**Direction:**
Copy the rows starting at the beginning and ending at the line that contains "[0,0,390,259]", switching every "detector" to "localizer" and keeping all else the same. Omit the pictures from your copy.

• • • • •

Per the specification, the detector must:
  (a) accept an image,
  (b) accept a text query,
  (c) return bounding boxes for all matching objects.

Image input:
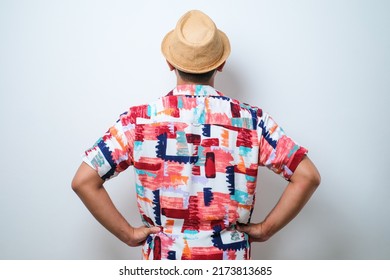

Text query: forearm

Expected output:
[75,186,132,243]
[261,178,317,240]
[238,157,321,242]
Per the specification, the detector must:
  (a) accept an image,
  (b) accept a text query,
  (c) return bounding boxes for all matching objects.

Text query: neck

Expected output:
[176,69,215,87]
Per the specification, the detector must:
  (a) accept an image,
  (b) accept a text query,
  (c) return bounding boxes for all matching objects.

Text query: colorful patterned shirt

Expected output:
[83,85,307,260]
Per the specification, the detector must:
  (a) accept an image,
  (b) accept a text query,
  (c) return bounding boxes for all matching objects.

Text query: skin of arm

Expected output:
[237,156,321,242]
[72,162,160,247]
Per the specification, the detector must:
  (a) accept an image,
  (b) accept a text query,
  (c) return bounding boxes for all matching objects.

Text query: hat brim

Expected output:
[161,29,230,74]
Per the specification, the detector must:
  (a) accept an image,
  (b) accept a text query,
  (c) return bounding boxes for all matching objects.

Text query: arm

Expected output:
[237,156,321,241]
[72,162,160,247]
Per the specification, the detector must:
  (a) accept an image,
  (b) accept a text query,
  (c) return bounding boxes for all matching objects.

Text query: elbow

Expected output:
[71,178,80,193]
[311,171,321,188]
[71,176,83,194]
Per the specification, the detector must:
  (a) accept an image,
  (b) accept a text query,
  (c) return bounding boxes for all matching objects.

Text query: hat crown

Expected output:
[161,10,230,73]
[176,11,217,44]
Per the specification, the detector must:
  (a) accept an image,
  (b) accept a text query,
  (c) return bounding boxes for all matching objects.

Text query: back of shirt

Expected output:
[84,85,307,259]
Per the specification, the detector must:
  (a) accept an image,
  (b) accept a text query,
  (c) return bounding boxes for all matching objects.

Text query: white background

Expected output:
[0,0,390,259]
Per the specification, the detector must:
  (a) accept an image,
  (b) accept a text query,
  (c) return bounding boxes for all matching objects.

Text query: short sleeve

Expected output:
[83,113,134,181]
[257,113,308,180]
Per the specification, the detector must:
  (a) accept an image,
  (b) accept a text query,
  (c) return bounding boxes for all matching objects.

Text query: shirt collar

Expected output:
[168,84,223,96]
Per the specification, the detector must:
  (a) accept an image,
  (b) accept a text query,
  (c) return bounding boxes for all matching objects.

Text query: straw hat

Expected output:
[161,10,230,74]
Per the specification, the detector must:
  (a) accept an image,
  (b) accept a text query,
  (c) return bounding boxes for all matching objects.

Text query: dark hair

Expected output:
[177,69,216,84]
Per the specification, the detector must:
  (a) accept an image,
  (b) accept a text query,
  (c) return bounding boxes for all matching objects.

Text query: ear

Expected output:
[167,60,176,71]
[217,61,226,72]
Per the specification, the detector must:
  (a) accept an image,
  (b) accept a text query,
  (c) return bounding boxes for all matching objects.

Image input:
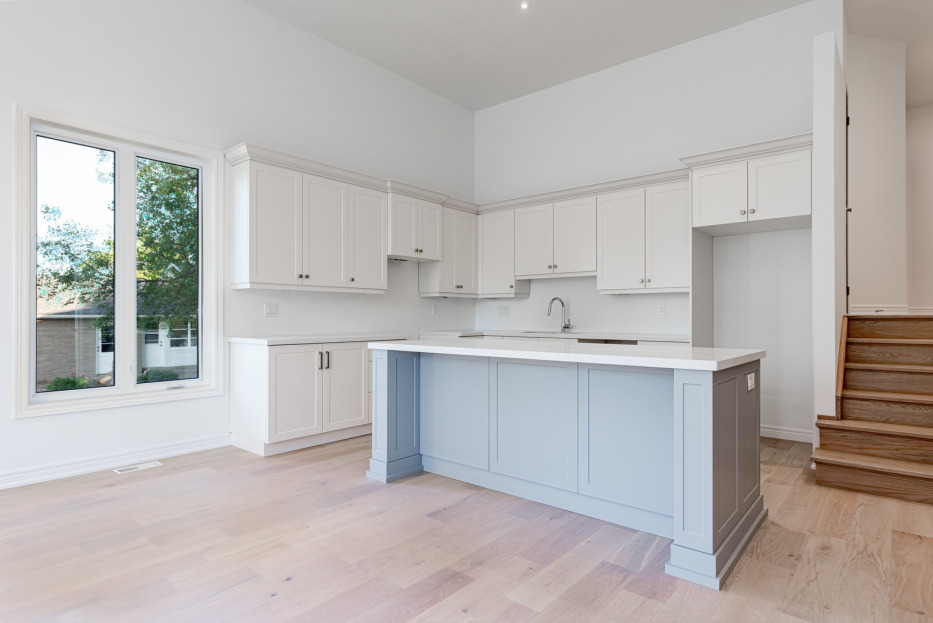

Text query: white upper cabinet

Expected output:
[554,196,596,274]
[479,210,529,298]
[388,193,443,262]
[515,196,596,278]
[693,161,748,227]
[596,181,691,293]
[302,175,350,286]
[681,134,812,235]
[228,146,388,293]
[748,149,811,221]
[515,203,554,276]
[596,188,645,290]
[347,186,388,290]
[240,162,304,285]
[418,208,477,296]
[645,181,692,290]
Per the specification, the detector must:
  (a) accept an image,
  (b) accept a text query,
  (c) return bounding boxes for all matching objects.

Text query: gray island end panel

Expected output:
[367,340,767,589]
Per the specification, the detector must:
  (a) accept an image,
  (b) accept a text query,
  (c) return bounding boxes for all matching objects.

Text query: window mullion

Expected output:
[114,147,137,391]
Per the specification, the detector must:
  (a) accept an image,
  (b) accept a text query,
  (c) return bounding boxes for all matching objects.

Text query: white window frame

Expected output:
[14,106,224,418]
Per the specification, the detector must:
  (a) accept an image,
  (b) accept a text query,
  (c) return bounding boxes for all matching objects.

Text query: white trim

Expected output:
[0,434,231,489]
[849,305,919,316]
[224,143,386,192]
[761,425,814,443]
[479,169,690,214]
[13,106,225,418]
[680,134,813,169]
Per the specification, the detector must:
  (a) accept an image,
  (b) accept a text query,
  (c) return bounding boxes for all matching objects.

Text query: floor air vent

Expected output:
[113,461,161,474]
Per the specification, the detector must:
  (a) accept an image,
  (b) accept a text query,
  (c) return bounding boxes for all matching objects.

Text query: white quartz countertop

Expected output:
[227,333,412,346]
[420,329,690,344]
[369,338,765,372]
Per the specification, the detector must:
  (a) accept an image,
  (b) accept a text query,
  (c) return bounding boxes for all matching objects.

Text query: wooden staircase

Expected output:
[813,316,933,504]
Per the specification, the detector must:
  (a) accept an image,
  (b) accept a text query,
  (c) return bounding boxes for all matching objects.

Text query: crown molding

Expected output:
[224,143,386,192]
[441,197,479,214]
[680,133,813,168]
[385,180,450,203]
[479,169,690,214]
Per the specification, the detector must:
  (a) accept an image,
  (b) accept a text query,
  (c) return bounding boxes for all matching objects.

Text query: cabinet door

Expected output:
[417,201,444,260]
[269,344,324,443]
[515,203,554,275]
[249,162,304,285]
[690,161,748,227]
[456,212,477,294]
[436,208,460,293]
[479,210,515,294]
[389,195,418,257]
[324,342,370,432]
[554,196,596,273]
[596,188,645,290]
[748,149,811,221]
[304,174,350,286]
[645,182,692,288]
[348,186,387,290]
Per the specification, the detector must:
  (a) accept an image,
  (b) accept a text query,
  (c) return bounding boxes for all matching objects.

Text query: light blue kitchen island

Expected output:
[367,339,767,589]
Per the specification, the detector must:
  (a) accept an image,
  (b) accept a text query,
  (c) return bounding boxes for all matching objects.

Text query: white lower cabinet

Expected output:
[230,342,372,456]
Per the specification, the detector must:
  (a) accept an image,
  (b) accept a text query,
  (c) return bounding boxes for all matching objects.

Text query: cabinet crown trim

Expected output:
[479,169,690,214]
[224,143,386,192]
[680,134,813,168]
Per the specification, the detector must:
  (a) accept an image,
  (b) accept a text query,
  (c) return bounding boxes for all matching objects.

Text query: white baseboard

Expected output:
[761,426,813,443]
[849,305,911,316]
[0,434,230,489]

• • • • •

**Result of the task:**
Per the specification, the localizer must:
  (a) accept an image,
  (b) accept a text query,
  (c) return bounding boxes for all matching objects.

Image input:

Text query: forearm

Expected output:
[75,186,132,243]
[261,178,317,240]
[238,157,321,242]
Per the specification, the localizer must:
  (a) accept an image,
  (b) accept a text query,
  (c) return bounding boxes for all matching objects.

Text query: neck

Expected output:
[176,69,215,87]
Per the specification, the localizer must:
  (a) accept an image,
  (b) accept a text query,
  (c) return bounding boxes for all matching objects.

Text query: colorful patterned shirt

Expected output:
[83,85,307,260]
Per the specification, the localizer must:
  (a) accept an image,
  (b) accept a text query,
  (c) return bounding boxes for all matching objects.

Text query: skin of arm

Expected output:
[237,156,321,242]
[72,162,160,247]
Per the specification, the localizer must:
  (a) accept an image,
  (b) accept a text query,
  (c) return bounding boxes for all matching objects.

Text query: hat brim

Expected output:
[161,29,230,74]
Per the specification, the localizer must:
  (a) accept an image,
  (b) accept a text query,
  (c) return bounding boxes for all matching objects.

Text query: arm

Expected output:
[237,156,321,241]
[72,162,160,247]
Per the specification, the localizer must:
  (a) accept an image,
  (b) accept a text query,
  (c) return bounding boxes for all matching objects.

Text query: elbow

Expected output:
[71,178,80,193]
[311,171,321,188]
[71,176,83,194]
Per the specification, the localizer must:
  (a) accept an image,
  (b) accept a text query,
  (c) return bounding boxes for all matching objects.

Text query: hat crown

Expected output:
[161,10,230,73]
[176,11,217,44]
Per the specification, the localizer must:
  (a) accept an image,
  (b) accept a text query,
  (c) return bounding boxes for all matching objects.

Text query: back of shirt

Expected output:
[84,85,307,259]
Per the specification, the localizer must:
  (a) accept an image,
  (b) accept a text query,
  (c) return bounding boxes for all matching objects.

Text query: white background

Expected output:
[0,0,390,259]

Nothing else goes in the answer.